Quoted text:
···
In this guide to all things data streaming technologies, we’ll explore:

Let’s get started.

What is data streaming?

Data streaming processes data in real-time as soon as it gets generated, rather than waiting to process it in batches, such as daily or weekly.

It is a more modern approach to processing data that speeds up the time to insight and action, helping businesses make faster data-driven decisions and better fuel marketing campaigns for higher customer engagement. In the past, many brands uploaded data in batches at specific times, leading to outdated experiences.

Data streaming is increasingly essential for any organization that needs to act on immediate customer insights. For example:

  • eCommerce: Real-time inventory updates and personalized recommendations based on current customer behavior
  • Finance: Notifications with accurate info on account information

Batch Processing vs. Stream Processing: What’s The Difference?

What is batch processing?

As the name suggests, batch processing is a type of data processing that handles the information in batches. This is done by bundling data together at set windows of time, such as every 24 hours, or when a certain threshold of data has been accumulated. As a result, this type of data processing introduces delays and has latency built in.

This means any insights you gain from batch-processed data are already out of date. That’s not an issue if you are using the data to spot historical trends or for reporting purposes, for example, but if you need to act fast on your data for competitive and commercial advantage, batch data is more of a hindrance than a help.
···
Job A:
Pick out each line of the records that contains the string "grassy", matching its case exactly.
The data streaming guide and the records come from separate sources.

Dataset excerpts:
···
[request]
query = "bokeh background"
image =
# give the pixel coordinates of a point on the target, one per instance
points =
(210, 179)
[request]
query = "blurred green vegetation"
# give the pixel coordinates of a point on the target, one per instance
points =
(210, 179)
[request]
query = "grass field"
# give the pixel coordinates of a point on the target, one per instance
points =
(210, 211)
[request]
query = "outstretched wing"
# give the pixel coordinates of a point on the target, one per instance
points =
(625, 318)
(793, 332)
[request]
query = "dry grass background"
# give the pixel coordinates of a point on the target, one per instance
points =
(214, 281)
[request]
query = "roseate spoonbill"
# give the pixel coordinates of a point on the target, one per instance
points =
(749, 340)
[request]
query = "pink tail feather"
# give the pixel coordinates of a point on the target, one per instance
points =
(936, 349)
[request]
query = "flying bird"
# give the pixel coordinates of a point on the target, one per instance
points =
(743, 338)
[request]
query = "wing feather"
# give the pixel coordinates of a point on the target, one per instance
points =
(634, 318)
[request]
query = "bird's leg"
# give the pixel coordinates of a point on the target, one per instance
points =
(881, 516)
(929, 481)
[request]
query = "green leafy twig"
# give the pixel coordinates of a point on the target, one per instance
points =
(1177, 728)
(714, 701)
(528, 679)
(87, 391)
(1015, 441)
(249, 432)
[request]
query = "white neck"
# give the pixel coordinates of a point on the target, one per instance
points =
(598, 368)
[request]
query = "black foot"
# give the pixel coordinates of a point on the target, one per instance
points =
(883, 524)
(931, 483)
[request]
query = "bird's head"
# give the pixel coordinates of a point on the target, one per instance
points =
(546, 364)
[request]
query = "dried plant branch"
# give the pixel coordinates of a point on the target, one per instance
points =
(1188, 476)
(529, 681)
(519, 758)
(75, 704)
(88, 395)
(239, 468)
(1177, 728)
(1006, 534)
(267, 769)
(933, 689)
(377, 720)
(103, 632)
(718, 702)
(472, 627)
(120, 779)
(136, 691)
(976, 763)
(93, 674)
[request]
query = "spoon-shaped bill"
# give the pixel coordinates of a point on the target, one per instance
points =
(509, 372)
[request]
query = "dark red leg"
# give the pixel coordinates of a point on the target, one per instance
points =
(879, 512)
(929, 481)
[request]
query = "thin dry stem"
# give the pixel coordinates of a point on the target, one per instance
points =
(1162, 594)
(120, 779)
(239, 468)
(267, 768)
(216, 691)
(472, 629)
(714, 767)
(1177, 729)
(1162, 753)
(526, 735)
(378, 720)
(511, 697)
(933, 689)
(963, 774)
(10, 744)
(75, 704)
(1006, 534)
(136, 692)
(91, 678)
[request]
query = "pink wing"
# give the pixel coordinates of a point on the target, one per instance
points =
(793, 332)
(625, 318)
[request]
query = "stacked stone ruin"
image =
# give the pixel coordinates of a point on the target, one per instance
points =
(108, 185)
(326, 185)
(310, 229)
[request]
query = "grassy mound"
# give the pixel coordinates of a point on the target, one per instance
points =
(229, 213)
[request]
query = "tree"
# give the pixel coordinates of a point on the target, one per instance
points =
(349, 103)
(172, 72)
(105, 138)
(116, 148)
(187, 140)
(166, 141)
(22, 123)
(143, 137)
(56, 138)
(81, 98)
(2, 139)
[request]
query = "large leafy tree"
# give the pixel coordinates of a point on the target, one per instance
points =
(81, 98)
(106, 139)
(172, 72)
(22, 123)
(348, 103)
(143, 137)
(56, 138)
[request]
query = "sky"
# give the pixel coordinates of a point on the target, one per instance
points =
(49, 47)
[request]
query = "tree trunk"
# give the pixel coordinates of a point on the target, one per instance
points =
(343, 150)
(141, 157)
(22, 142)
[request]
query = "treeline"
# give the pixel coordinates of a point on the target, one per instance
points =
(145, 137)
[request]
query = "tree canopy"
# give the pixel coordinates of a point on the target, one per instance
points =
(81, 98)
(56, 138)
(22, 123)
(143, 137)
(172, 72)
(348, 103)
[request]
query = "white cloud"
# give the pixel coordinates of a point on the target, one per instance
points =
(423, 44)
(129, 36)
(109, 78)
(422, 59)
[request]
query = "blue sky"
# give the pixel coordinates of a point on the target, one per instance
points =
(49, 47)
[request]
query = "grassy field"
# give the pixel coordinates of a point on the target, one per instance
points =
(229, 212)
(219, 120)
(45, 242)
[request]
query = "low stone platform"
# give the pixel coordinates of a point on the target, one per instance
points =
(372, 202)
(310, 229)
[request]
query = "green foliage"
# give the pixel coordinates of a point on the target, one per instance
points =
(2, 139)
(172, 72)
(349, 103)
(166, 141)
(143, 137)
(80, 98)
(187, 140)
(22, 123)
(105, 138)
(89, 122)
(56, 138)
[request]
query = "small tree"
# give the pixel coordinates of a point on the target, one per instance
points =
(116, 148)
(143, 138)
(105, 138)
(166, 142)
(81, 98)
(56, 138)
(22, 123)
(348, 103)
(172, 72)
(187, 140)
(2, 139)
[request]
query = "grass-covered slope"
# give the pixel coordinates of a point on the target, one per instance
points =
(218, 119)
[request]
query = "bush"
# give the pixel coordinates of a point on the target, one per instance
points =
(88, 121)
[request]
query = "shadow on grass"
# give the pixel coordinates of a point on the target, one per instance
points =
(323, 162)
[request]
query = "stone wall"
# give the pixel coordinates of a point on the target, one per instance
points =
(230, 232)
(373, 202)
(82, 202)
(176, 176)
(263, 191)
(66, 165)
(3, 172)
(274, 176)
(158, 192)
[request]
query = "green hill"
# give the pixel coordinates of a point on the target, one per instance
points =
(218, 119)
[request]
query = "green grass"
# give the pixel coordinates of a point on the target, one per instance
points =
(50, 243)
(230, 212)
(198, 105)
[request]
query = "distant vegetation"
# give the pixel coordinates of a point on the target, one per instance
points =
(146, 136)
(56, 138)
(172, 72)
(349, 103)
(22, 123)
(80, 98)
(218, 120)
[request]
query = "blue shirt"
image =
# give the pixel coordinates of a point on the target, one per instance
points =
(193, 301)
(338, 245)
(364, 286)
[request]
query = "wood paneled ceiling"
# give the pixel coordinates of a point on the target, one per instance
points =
···
Job B:
Write what comes next in the data streaming guide, starting right after its final sentence.

Exercise answer A:
query = "grassy mound"
query = "grassy field"

Exercise answer B:
What is stream processing?

Stream processing—aka data streaming or unbounded data—processes data in real-time, on an ongoing basis. Each unit of data is processed as soon as it arrives, providing a live view of the interactions a customer has with a brand.

This means you have an up-to-date picture of how users are engaging with your brand—like your website, app, messages, social media, and ads. As a result, you can tailor your messages based on their current behavior, wants, likes, and interests, before they move on to something new.

What are data streaming technologies?

Data streaming technologies are software tools that are built to handle live data flows. They receive, store, and process data as it is captured—allowing businesses to act on the recent and relevant data and insights.

This type of tech typically consolidates live data streams from multiple sources—such as your website and app analytics, CRM activity, social media data, email open rates, etc—to create a single source of truth about your customer activities. It builds into a 360-degree customer profile that is up-to-date with their latest interactions with your brand. Imagine that!

Additionally, data streaming platforms often support two-way synchronization, meaning they can send data in real-time, as well as receive it. This means that once you’ve processed the data, you can act on it right away to deliver personalized content back to individual customers, based on their live behavior.

Why are data streaming and data streaming technologies important?

Data streaming technologies help brands more effectively analyze and act on their customer data.

By consolidating live data from different sources, data streaming platforms help marketers de-silo their customer data platforms and create a single source of actionable consumer insights.

This unlocks the ability to create truly personalized marketing campaigns at scale, as well as create cohesive cross-channel journeys that engage customers wherever they access your brand.

Advantages of stream processing vs. batch processing for marketers

For marketers who are looking to move quickly, stream processing can deliver better outcomes than batch processing.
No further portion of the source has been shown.